> _Task_:
Reproduce only the lines of the material below that start at the line containing "Each <instance> block" and stop at the line containing "box: [38, 217, 1188, 1905]". Keep both end lines.

> _Information given_:
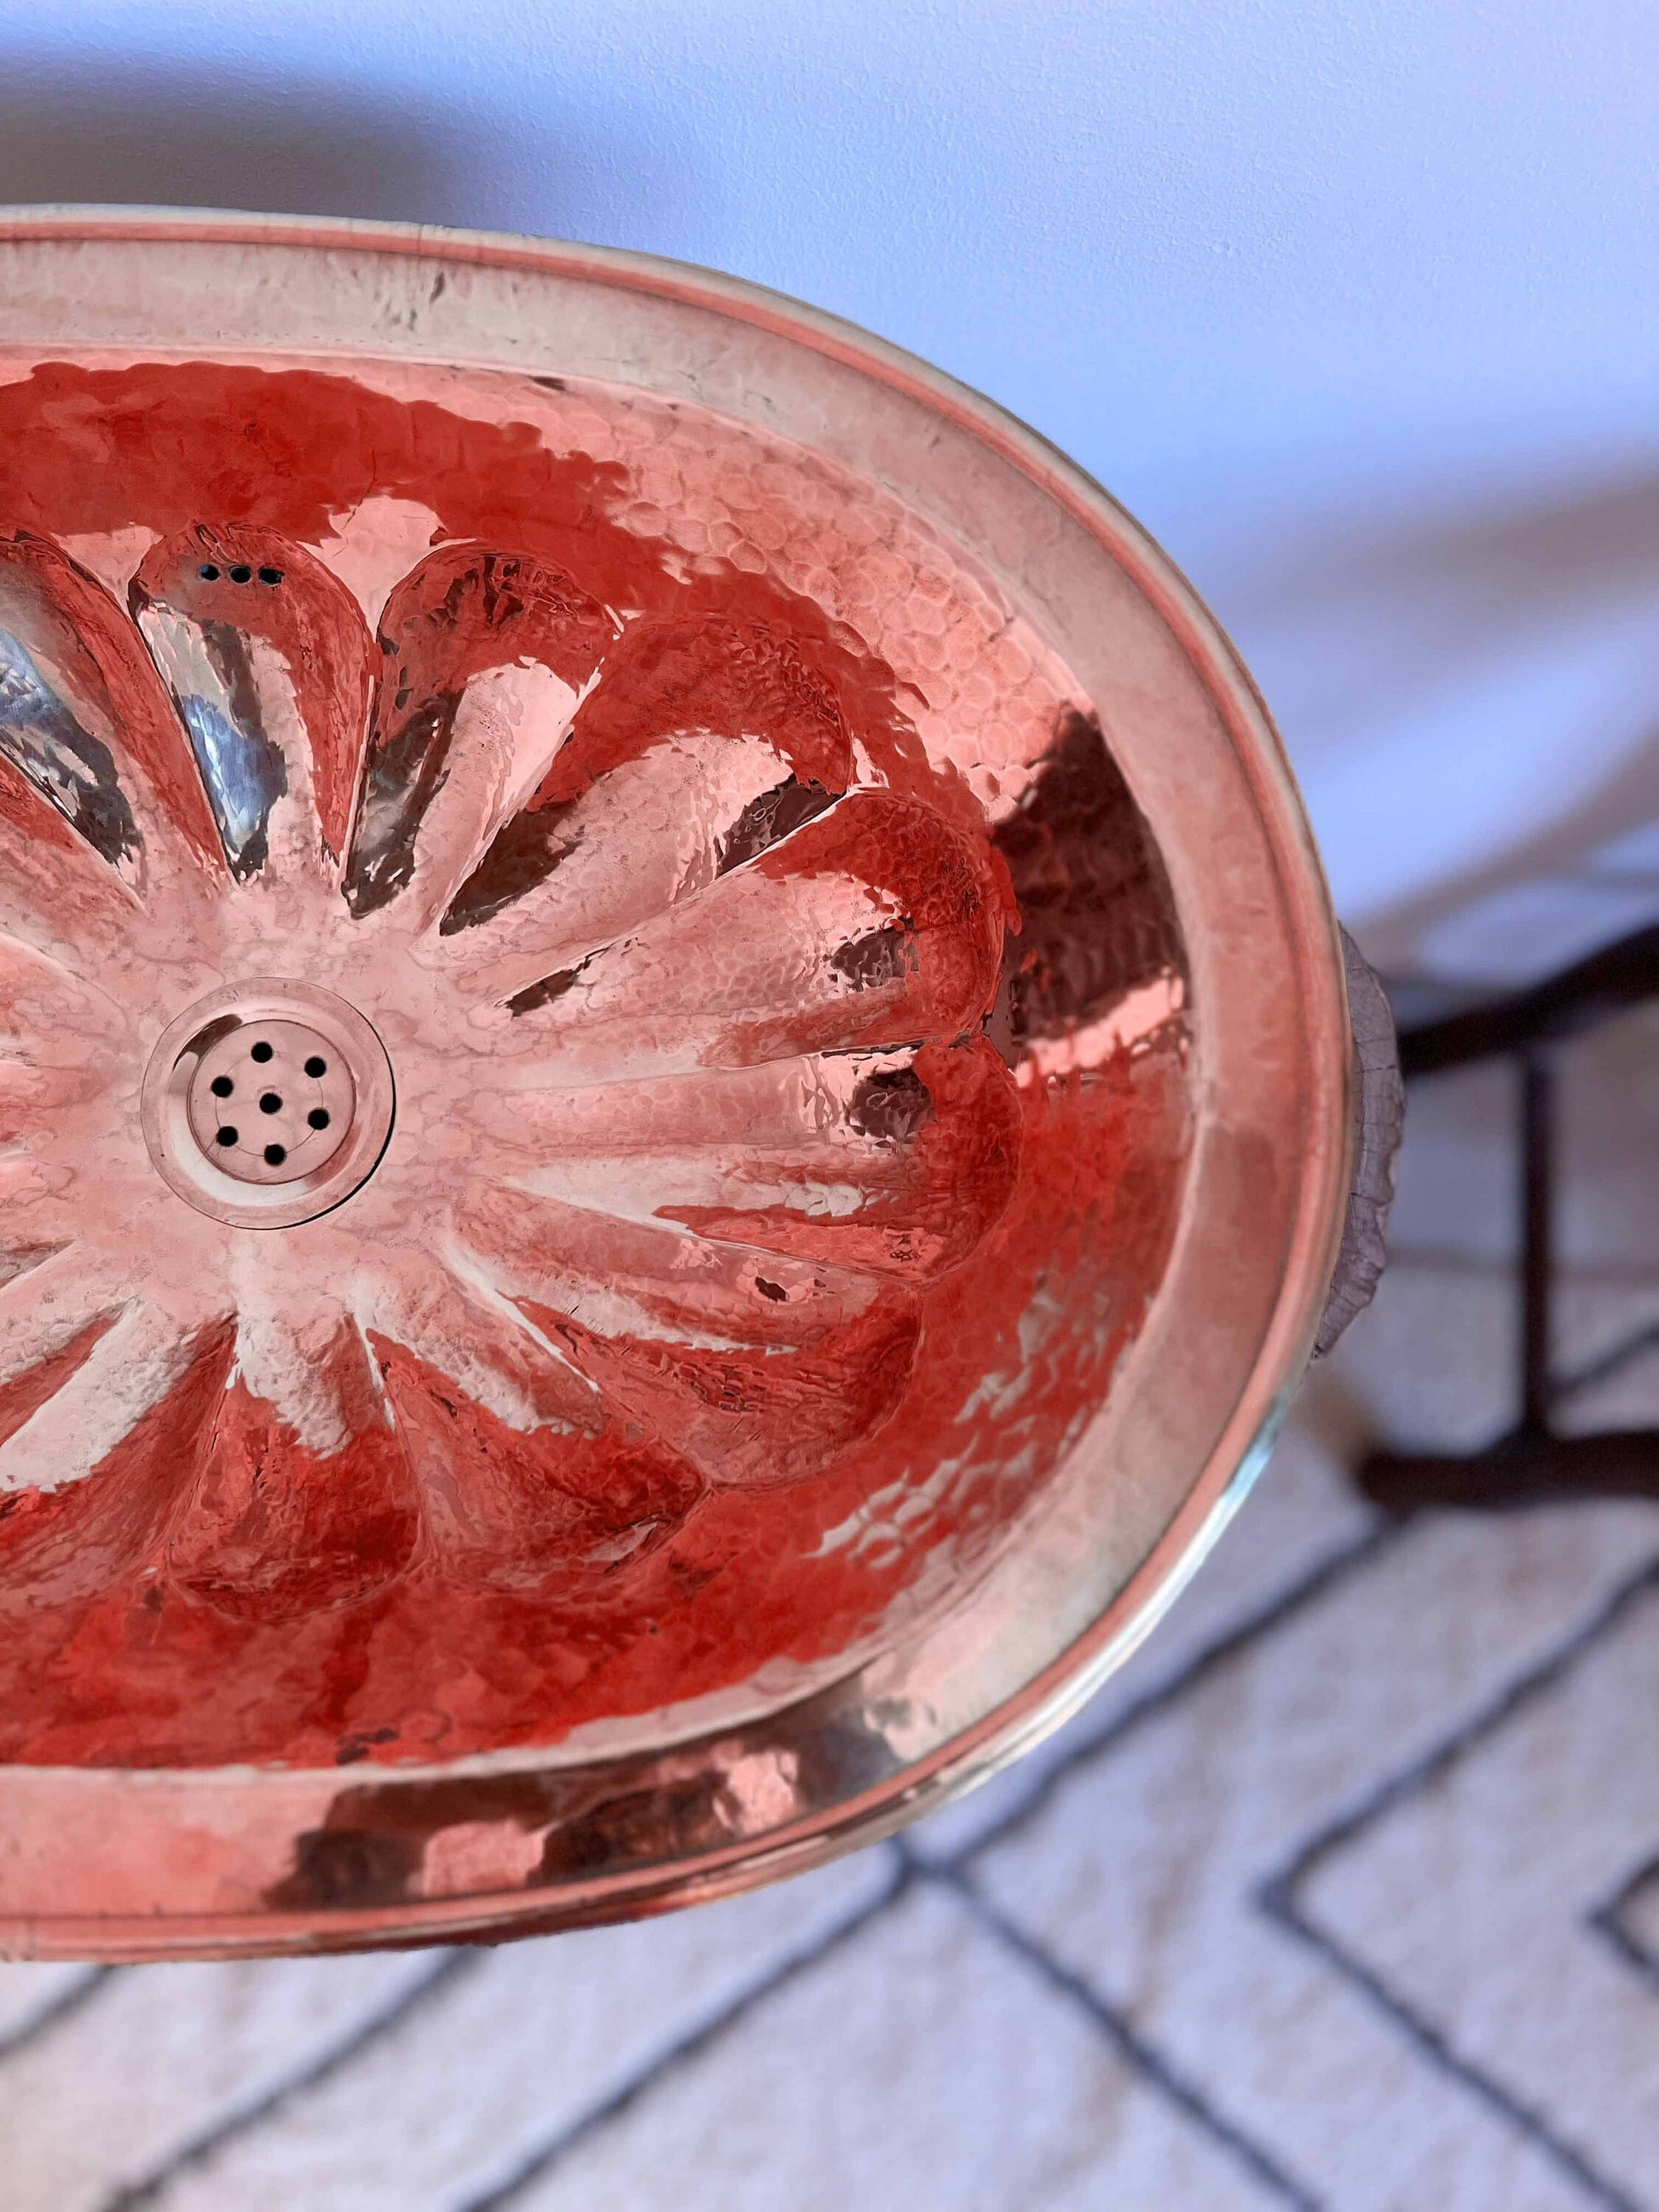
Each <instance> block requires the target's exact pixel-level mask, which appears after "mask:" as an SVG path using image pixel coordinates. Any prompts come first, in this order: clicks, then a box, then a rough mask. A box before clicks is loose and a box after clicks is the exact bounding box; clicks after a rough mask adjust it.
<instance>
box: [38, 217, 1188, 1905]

--

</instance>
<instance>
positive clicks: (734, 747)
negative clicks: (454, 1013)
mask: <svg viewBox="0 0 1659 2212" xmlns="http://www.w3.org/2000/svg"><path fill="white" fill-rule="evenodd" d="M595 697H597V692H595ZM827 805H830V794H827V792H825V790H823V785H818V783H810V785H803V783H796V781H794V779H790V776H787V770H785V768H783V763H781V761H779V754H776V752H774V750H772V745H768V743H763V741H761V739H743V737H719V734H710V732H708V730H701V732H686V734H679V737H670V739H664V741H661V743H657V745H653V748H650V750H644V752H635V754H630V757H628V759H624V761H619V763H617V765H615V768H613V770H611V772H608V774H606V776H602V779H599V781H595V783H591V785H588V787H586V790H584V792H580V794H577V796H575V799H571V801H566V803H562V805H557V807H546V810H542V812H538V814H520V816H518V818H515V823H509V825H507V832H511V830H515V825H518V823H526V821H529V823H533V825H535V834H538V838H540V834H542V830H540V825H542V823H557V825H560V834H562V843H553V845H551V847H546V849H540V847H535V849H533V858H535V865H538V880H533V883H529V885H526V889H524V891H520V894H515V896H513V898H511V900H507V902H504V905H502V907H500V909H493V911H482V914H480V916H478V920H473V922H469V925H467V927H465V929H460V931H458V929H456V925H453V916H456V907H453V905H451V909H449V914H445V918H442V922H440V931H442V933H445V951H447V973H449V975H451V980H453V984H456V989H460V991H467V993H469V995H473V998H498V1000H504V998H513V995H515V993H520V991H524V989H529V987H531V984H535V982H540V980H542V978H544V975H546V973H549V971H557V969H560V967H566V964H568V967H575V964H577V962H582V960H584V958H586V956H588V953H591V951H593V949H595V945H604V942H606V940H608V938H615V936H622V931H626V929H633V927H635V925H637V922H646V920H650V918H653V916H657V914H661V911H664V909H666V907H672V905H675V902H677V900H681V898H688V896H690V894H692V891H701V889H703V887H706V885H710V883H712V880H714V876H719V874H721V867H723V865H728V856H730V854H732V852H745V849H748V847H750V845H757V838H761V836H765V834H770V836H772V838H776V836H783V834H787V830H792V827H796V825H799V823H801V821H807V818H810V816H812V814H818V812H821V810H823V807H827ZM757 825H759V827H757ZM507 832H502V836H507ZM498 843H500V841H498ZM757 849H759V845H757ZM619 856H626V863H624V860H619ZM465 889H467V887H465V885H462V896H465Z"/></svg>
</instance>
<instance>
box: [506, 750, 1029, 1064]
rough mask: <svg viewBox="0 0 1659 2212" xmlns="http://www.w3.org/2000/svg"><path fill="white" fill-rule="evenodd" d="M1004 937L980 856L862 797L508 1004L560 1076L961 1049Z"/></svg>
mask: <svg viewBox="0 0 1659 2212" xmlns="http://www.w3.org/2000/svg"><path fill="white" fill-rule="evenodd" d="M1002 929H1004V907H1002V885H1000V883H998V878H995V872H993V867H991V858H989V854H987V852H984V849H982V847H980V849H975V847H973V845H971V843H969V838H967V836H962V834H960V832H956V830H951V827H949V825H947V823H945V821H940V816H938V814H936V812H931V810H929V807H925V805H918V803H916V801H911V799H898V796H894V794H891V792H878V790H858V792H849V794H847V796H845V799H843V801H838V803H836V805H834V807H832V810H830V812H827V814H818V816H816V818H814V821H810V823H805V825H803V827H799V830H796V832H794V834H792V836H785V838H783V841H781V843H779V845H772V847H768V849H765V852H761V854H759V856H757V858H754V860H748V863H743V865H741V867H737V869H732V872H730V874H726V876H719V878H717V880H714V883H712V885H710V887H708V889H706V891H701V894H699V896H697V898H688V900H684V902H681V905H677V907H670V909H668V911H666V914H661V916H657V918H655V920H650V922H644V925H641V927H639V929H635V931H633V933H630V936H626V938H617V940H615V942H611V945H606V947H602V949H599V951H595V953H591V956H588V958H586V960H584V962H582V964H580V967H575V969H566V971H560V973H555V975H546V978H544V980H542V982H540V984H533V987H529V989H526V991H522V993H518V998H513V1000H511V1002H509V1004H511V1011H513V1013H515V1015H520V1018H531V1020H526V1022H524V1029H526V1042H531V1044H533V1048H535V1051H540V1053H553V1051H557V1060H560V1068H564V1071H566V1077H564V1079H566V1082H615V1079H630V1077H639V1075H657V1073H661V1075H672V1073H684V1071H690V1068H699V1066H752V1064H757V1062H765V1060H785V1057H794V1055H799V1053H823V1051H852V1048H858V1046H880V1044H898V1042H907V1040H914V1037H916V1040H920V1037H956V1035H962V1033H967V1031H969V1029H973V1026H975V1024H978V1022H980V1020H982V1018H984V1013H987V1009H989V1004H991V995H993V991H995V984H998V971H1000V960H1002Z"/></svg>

> _Output of the task_:
Each <instance> block requires the target's exact pixel-level mask, which appears after "mask:" as an SVG path using image pixel coordinates. Any prompts come first, in this order: clicks, then a box, then a rough mask. A box before clicks is loose and a box after clicks is the exact bounding box; clicks after a rough mask adjust it.
<instance>
box: [38, 217, 1188, 1905]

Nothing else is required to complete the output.